**Task brief:**
Copy all the material that follows, keeping every character the same.

**Records of labeled points:**

-=-=-=-=-

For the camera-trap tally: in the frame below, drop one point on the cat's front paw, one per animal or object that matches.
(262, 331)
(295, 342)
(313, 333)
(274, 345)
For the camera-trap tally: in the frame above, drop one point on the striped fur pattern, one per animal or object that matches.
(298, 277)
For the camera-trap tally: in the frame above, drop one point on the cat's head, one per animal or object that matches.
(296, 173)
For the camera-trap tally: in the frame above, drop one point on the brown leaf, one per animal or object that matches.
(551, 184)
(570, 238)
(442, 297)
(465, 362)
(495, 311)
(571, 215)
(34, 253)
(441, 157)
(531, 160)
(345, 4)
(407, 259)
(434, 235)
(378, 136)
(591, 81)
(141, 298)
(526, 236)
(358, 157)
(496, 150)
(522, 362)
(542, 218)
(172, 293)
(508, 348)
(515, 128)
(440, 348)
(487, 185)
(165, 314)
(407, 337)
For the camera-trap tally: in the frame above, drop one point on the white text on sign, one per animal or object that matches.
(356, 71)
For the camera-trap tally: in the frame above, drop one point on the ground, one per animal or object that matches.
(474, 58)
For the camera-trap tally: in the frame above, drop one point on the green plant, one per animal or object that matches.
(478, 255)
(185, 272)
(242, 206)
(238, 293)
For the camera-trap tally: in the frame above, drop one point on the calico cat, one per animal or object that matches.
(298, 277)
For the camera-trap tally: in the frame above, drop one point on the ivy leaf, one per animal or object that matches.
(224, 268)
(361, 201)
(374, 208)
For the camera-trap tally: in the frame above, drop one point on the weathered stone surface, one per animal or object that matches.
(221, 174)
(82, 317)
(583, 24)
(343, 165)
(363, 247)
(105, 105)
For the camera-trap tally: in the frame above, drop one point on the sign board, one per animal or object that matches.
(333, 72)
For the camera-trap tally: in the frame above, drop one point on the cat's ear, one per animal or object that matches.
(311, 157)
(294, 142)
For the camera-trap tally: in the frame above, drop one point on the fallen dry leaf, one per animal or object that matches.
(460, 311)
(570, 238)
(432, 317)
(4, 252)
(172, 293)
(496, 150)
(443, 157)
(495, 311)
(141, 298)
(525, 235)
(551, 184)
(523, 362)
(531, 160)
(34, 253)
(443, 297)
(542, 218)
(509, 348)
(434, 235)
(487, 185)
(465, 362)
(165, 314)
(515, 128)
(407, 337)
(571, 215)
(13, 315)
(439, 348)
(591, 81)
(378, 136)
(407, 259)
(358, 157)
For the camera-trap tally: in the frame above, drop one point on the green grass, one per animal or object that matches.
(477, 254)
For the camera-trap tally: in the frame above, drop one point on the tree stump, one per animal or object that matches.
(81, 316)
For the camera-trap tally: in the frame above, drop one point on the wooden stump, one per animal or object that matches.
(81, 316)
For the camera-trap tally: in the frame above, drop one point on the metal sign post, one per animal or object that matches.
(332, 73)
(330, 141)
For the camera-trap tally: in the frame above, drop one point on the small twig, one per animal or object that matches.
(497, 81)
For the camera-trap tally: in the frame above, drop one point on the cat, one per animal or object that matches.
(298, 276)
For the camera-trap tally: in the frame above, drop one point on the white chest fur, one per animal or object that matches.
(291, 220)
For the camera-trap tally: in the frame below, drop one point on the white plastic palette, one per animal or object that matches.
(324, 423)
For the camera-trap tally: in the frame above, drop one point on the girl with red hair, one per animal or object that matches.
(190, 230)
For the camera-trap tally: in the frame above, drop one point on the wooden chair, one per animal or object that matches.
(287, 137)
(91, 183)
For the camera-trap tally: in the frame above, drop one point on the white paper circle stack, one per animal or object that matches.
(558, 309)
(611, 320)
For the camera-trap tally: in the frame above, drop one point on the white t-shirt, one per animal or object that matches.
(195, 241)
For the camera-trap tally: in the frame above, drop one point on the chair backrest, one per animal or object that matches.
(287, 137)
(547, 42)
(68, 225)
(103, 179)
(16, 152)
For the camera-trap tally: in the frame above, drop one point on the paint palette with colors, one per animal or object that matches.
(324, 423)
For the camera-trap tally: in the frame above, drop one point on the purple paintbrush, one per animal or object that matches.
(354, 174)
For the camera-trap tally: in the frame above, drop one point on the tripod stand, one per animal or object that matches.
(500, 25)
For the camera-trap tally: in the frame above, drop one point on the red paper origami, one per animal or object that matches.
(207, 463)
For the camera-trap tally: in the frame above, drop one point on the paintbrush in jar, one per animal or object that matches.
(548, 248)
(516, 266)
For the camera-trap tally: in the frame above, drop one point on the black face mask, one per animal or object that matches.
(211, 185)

-=-=-=-=-

**Response:**
For the camera-trap tally: in the frame below, drop one point on the cat's front paw, one per animal or object that matches.
(262, 331)
(295, 342)
(313, 333)
(274, 345)
For the camera-trap tally: in the frame above, drop one point on the striped fur pattern, one per animal or object that matches.
(298, 277)
For the camera-trap tally: in the frame above, drop one point on the cat's head, one per animal or object that matches.
(296, 173)
For the camera-trap tally: in the frame above, drop one point on the brown leaf, one per animal or object that matches.
(551, 184)
(570, 238)
(442, 297)
(465, 362)
(495, 311)
(571, 215)
(34, 253)
(441, 157)
(531, 160)
(345, 4)
(407, 259)
(434, 235)
(378, 136)
(591, 81)
(141, 298)
(526, 236)
(358, 157)
(496, 150)
(522, 362)
(542, 218)
(172, 293)
(508, 348)
(515, 128)
(440, 348)
(487, 185)
(165, 314)
(407, 337)
For the camera-trap tally: in the frame above, drop one point on the white text on sign, one per animal or object that matches.
(356, 71)
For the camera-trap tally: in the frame above, drop one point on the ground, one per animal or object that matches.
(474, 58)
For the camera-trap tally: in the frame above, drop one point on the green plant, one per animal or object that matches.
(478, 255)
(185, 272)
(242, 206)
(238, 293)
For the camera-trap tally: in the frame above, drop one point on the calico cat, one per animal or object that matches.
(298, 277)
For the camera-trap tally: in the frame above, drop one point on the ivy leaf, one per animal or object that matches.
(224, 268)
(361, 201)
(374, 208)
For the camera-trap tally: in the frame above, drop one point on the weathered stone surface, one per animal or object that matches.
(221, 174)
(82, 317)
(583, 24)
(343, 165)
(363, 247)
(105, 105)
For the camera-trap tally: in the frame above, drop one point on the sign board, one per animal or object that matches.
(333, 72)
For the camera-trap tally: in the frame above, drop one point on the cat's ear, one per animal or object that matches.
(311, 157)
(294, 142)
For the camera-trap tally: in the frame above, drop one point on the fallen dry leaf, one per animal or object that matches.
(460, 311)
(570, 238)
(432, 317)
(4, 252)
(172, 293)
(496, 150)
(443, 157)
(495, 311)
(141, 298)
(525, 235)
(551, 184)
(523, 362)
(531, 160)
(34, 253)
(443, 297)
(542, 218)
(509, 348)
(434, 235)
(487, 185)
(465, 362)
(165, 314)
(515, 128)
(407, 337)
(571, 215)
(13, 315)
(439, 348)
(591, 81)
(378, 136)
(407, 259)
(358, 157)
For the camera-trap tally: in the frame above, drop one point on the green grass, one per animal or object that matches.
(477, 254)
For the camera-trap tally: in the frame above, drop one point on the tree stump, one per animal or object that matches.
(81, 316)
For the camera-trap tally: in the frame above, drop one point on the wooden stump, one per animal or object that matches.
(81, 316)
For the camera-trap tally: in the frame above, drop one point on the metal sign post, one per animal or object that matches.
(332, 73)
(330, 141)
For the camera-trap tally: in the frame above, drop one point on the small twig, one per animal or object that matches.
(497, 81)
For the camera-trap tally: in the frame above, drop one point on the cat, one per animal or object that matches.
(298, 276)
For the camera-trap tally: in the frame above, drop one point on the white chest fur, one per animal or object that matches.
(291, 220)
For the camera-trap tally: in the frame below, drop one point on the white plastic palette, one per animal or object that matches.
(324, 423)
For the camera-trap tally: in the frame above, drop one point on the girl with red hair, one per animal or object that matches.
(190, 230)
For the camera-trap tally: in the frame above, drop one point on the wooden chair, one per animal or object that matches.
(287, 137)
(91, 183)
For the camera-trap tally: in the frame above, drop one point on the white paper circle stack, one per animal or object that matches.
(558, 309)
(611, 320)
For the camera-trap tally: in the frame above, drop one point on the white t-shirt, one per animal or object that matches.
(195, 241)
For the camera-trap tally: in the frame above, drop one point on the chair backrest, one per animal or object that matches.
(287, 137)
(547, 42)
(68, 225)
(103, 179)
(16, 152)
For the camera-trap tally: in the frame above, drop one point on the paint palette with colors, one per animal or object that matches.
(324, 423)
For the camera-trap tally: in the frame above, drop one point on the purple paintbrush, one per animal or object that matches.
(354, 174)
For the camera-trap tally: in the frame above, drop one point on the tripod stand, one per animal or object that matches.
(500, 25)
For the camera-trap tally: in the frame above, drop one point on the red paper origami, one per animal or object that matches.
(207, 463)
For the camera-trap tally: in the frame above, drop one point on the paintbrush in jar, one per animal or object that matches.
(548, 248)
(516, 266)
For the camera-trap tally: in the frame above, drop one point on the black face mask, one per animal or object that matches.
(211, 185)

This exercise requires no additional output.